> **Предложенный фрагмент**

Это удивительное сочетание точности в деталях и абсолютно свободного повествовательного мастерства. Просто жидки силёнки у большинства современных авторов, чтобы написать такой плотный, лихой и литой нарратив, в котором бы точность деталей и сюжетная напряжённость сочетались бы с абсолютной чеканкой звука.

Васильева поднимают на щит (с лёгкой руки Сергея Станиславовича Куняева) русские националисты, которые утверждают, что вот ещё одного великого русского поэта погубили евреи – Джек Алтаузен и Михаил Светлов, которые якобы на него доносили. Во-первых, Светлов никогда ни на кого не доносил. Во-вторых, драка между Васильевым и Алтаузеном действительно была. Алтаузен расчётливо оскорбил Наталью Кончаловскую, чтобы вызвать реакцию у Васильева. Известно, что Васильев за этой реакцией далеко в карман не лез. Не нужно делать из него ангела. И антисемитом он тоже не был.

Павел Васильев жил в очень нервное время. И он понимал, что, будучи чрезвычайно ярким талантом, он резко отличается от посредственностей и каждый его шаг – это шаг к гибели. И чем больше было этих шагов, чем больше было этой негодующей реакции, тем активнее, тем отчаяннее он кидался в новые скандалы. Это была понятная ярость, потому что во время тотальной усреднённости и тотальной имитации поэт такого класса, естественно, постоянно вызывал к себе и ненависть, и враждебность.

Вообще Васильев – поэт удивительного мелодизма, удивительно сильного и ровного песенного звучания. Тут на чём ни откроешь, это не просто приятно читать, приятно произносить вслух. Как «Стихи в честь Натальи», одно из лучших любовных стихотворений в русской лирике тридцатых годов, или как «Любовь на кунцевской даче», тоже замечательное, или «Расставание с милой». Ему двадцать два года, при этом текст мало того что взрослый, а это, знаете, немножко текст шпаликовский. Я думаю, что Шпаликов – это такое послевоенное, такое оттепельное продолжение Корнилова и Васильева, вот этой бесшабашной, трагической и иронической интонации:

Что нам делать? Воротиться?

> **Что требуется**
Подхватите фрагмент о поэзии Павла Васильева и продолжите его сразу после последней приведённой строки. Следующие далее записи — самостоятельный материал, с фрагментом о Павле Васильеве не связанный.

> **Выдержки из набора данных**

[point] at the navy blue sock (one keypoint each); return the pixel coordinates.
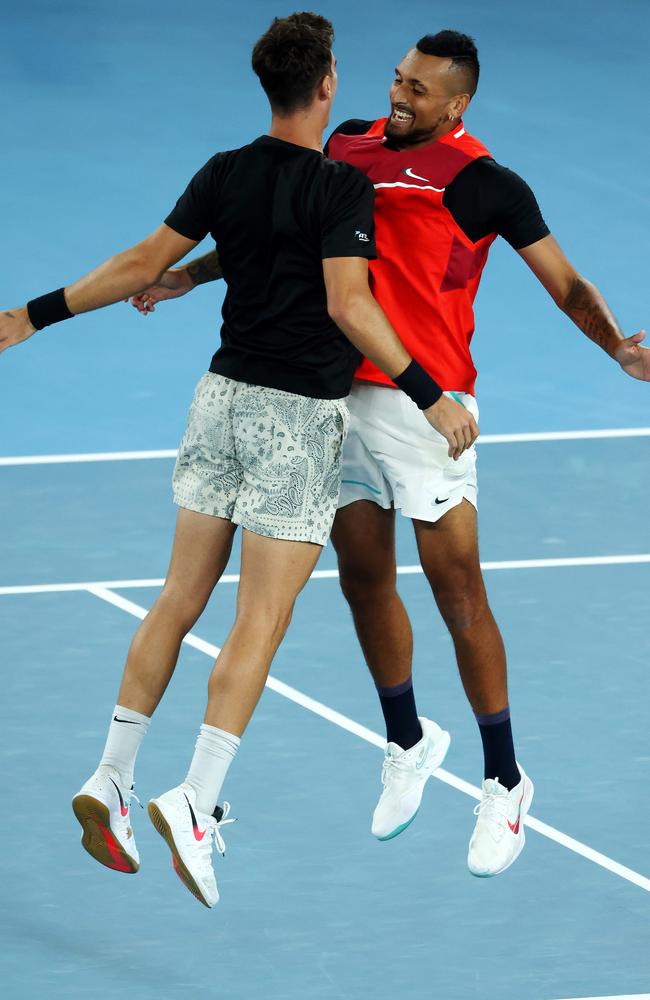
(400, 714)
(498, 748)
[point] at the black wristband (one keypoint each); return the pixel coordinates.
(419, 385)
(48, 309)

> **Итог упражнения**
День пробыть – опять проститься —

Только сердце растравить!

Течь недолго слёзы будут,

Всё равно нас позабудут,

Не успеет след простыть.

Ниже волны, берег выше, —

Как знаком мне этот вид!

Капитан на мостик вышел,

В белом кителе стоит.

На одну судьбу в надежде,

Пошатнулась, чуть жива.

Ты прощай, левобережье —

Зелены?е острова. <…>

Ты прощай, прощай, любезный,

Непутёвый город Омск,

Через реку мост железный,

На горе высокий дом.

Ждёт на севере другая,

Да не знаю только, та ль?

И не знаю, дорогая,

Почему тебя мне жаль. <…>

Впереди густой туман.

«Полным ходом-пароходом!» —

В рупор крикнул капитан.

И в машинном отделении

В печь прибавили угля.

Так печально в отдалении

Мимо нас бегут поля.

Загорелись без причины

Бакены на Иртыше…

Разводи пары, машина, —

Легше будет на душе!..

Я прочту сейчас одно из самых любимых моих стихотворений в русской поэзии. Оно замечательно показывает, как бесконечно богат и разнообразен был Васильев, как он умел вообще превращаться в совершенно разных поэтов. У него есть довольно большой цикл стихов, написанных от имени Мухана Башметова, молодого казахского поэта. Конечно, если бы Васильев сам это написал под собственным именем, никто бы этого не напечатал, а так это печатали. Вот стихи Мухана Башметова, по-моему, совершенно гениальные:

Я, Мухан Башметов, выпиваю чашку кумыса

И утверждаю, что тебя совсем не было.

Целый день шустрая в траве резвилась коса —

И высокой травы как будто не было.

Я, Мухан Башметов, выпиваю чашку кумыса

И утверждаю, что ты совсем безобразна,

А если и были красивыми твои рыжие волоса,

То они острижены тобой совсем безобразно.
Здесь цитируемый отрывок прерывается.